• EXCERPT TO READ

* Begin *

In 2005 The Dentists Act 1984 was amended enabling dental bodies corporate (DBC) to carry on the business of dentistry. This can be a very attractive proposition for dentists as with appropriate advice there can be significant tax advantages. As such we have seen increasing numbers who have taken advantage of this alternative business vehicle, as opposed to the traditional sole practitioner/partnership structure.
A DBC is a separate legal entity (think of it as separate legal person) and can enter into legal contracts and hold property etc. This is advantageous to a dentist or registered dental care provider as it means that they have limited liability in the day-to-day operation of their business. To put this in context, if dentists operating in partnership had personally entered into a leasing agreement on which both or either of them had defaulted, then the lease company could of sue one or both of the partners personally for the breach of contract potentially leaving their personal assets under threat (i.e. their house). If the dentist traded as a DBC however, with the lease in the DBC’s name, then any liability under the leasing agreement would fall on the DBC and not in most cases the dentist personally..
One word of warning however – as the DBC will be new and will have no trading history and probably very limited assets, until it has some “substance” the individual dentist may well find that banks, suppliers, landlords etc may well require personal guarantees from him in his capacity as a director before they extend facilities.
Fundamental to setting up a DBC is an understanding of the distinction between directors and shareholders. These terms can often can be confused but are actually quite distinct (although frequently a dentist or registered dental care provider will be both)
- Directors – make up the board and are responsible for running the business on a day-to-day basis. Under the amended Dentists Act the majority of directors in a DBC need to be either a registered dentist or a registered dental care provider;
- Shareholders – own the DBC in proportion with their shareholding. There is no set obligation under the amended Dentists Act for any of the shareholders to be dentists or registered dental care providers making a dental body corporate a very attractive trading vehicle for outside investment if applicable.
If a DBC only has one shareholder it goes without saying there can’t be any shareholder disputes, but care should be taken in a situation where there is more than one, ( particularly if there is outside investment)
Ask yourself these questions:-
- How would you deal with a fellow shareholder who doesn’t “pull their weight”?
- How do you stop a shareholder selling their shares to someone you don’t know?
- How do you value the shares when it comes to buying-out one of the other shareholders?
- How do you resolve a deadlock situation between equal shareholders?
If you are not sure how to deal with theses issues, then you should seriously consider a shareholder’s agreement.

* End *

Location labeling records
* Begin *

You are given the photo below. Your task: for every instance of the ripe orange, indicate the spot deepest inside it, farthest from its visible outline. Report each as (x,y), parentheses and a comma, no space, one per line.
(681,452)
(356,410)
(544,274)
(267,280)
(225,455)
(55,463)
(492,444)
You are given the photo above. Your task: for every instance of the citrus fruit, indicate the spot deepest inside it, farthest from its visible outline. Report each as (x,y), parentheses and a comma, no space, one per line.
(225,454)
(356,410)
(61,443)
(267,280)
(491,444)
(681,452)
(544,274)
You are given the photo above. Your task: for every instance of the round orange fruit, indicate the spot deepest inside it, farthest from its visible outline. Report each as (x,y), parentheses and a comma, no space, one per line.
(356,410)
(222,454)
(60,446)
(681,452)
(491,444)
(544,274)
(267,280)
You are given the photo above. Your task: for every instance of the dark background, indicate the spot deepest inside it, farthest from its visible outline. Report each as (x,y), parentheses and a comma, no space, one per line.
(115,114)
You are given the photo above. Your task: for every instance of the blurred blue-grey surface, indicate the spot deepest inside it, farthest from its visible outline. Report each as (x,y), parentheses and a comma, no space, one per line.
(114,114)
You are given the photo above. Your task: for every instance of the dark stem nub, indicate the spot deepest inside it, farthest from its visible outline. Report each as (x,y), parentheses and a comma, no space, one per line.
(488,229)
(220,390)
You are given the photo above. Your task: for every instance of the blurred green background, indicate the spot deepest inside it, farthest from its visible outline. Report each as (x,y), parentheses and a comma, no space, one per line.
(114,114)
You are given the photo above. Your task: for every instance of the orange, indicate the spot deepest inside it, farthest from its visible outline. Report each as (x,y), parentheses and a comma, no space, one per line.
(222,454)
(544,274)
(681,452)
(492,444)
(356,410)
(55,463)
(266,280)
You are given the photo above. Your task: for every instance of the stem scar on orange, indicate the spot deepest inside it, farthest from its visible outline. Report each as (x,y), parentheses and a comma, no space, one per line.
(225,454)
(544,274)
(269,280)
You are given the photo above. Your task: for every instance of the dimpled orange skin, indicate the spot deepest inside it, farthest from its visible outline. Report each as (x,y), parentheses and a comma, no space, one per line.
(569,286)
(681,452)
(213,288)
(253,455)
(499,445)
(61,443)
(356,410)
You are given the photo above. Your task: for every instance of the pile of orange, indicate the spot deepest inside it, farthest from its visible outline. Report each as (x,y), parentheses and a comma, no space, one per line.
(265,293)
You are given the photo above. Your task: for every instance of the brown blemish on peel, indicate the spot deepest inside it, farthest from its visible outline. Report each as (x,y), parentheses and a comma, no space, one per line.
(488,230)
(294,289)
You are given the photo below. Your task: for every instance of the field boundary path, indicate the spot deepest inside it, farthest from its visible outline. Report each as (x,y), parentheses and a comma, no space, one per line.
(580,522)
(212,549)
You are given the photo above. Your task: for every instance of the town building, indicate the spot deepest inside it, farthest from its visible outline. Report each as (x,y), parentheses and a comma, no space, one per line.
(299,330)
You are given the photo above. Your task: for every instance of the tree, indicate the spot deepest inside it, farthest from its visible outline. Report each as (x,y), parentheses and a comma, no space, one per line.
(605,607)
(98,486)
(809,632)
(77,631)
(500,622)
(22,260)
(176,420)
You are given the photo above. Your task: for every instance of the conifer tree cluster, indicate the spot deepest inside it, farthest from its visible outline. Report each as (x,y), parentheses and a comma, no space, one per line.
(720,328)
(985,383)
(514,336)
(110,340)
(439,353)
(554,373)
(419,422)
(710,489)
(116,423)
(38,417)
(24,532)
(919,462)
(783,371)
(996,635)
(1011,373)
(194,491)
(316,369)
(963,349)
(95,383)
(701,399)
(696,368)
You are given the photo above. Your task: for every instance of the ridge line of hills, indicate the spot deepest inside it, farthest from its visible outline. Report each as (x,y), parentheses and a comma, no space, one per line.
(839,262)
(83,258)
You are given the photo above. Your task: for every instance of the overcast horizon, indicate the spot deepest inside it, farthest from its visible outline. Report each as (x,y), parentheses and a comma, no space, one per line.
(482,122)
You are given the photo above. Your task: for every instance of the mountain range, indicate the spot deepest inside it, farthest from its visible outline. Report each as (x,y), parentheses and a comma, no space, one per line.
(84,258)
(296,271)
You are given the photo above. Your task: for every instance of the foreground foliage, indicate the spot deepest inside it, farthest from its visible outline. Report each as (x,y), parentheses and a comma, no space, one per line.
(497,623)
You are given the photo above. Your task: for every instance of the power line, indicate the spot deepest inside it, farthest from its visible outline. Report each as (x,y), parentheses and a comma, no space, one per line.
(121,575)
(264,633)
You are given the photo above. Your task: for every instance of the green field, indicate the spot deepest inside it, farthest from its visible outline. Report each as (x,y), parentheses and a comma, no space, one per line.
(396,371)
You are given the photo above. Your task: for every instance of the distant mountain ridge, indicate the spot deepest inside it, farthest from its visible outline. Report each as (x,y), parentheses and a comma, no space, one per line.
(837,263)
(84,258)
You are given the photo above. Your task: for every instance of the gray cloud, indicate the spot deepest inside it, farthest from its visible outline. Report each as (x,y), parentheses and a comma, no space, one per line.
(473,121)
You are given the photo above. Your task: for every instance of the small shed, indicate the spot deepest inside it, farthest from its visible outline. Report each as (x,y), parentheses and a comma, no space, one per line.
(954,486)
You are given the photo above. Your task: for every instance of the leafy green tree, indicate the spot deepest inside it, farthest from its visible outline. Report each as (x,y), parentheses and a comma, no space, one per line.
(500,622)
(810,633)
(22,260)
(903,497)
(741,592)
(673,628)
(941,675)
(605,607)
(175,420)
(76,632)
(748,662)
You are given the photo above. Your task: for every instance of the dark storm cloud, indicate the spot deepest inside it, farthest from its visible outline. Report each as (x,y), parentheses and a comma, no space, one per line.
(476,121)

* End *

• SET TASK 1
Answer these questions using the passage on dental bodies corporate:
(a) In what year was The Dentists Act 1984 amended to let dental bodies corporate carry on the business of dentistry?
(b) Under the amended Act, who must make up the majority of directors in a DBC?
(c) What may banks, suppliers and landlords require from the individual dentist before they extend facilities to a new DBC?
• SET TASK 2
In the passage on dental bodies corporate, shorten the paragraph that opens "A DBC is a separate legal entity" while keeping its main facts.
• SET TASK 3
Repeat word for word the part of the passage on dental bodies corporate that begins at the words "- How do you stop" and stops after "between equal shareholders?".
This location labeling data is separate material and has no connection to the passage on dental bodies corporate.

• RESULT 1
(a) 2005.
(b) Registered dentists or registered dental care providers.
(c) Personal guarantees from the dentist in his capacity as a director.

• RESULT 2
A DBC is a separate legal entity that can enter into contracts and hold property, so a dentist or registered dental care provider trading through it has limited liability. If partners personally sign a lease and default, the lease company can sue them and put their personal assets, such as their house, at risk. If the lease is in a DBC's name, liability falls on the DBC and, in most cases, not on the dentist personally.

• RESULT 3
- How do you stop a shareholder selling their shares to someone you don’t know?
- How do you value the shares when it comes to buying-out one of the other shareholders?
- How do you resolve a deadlock situation between equal shareholders?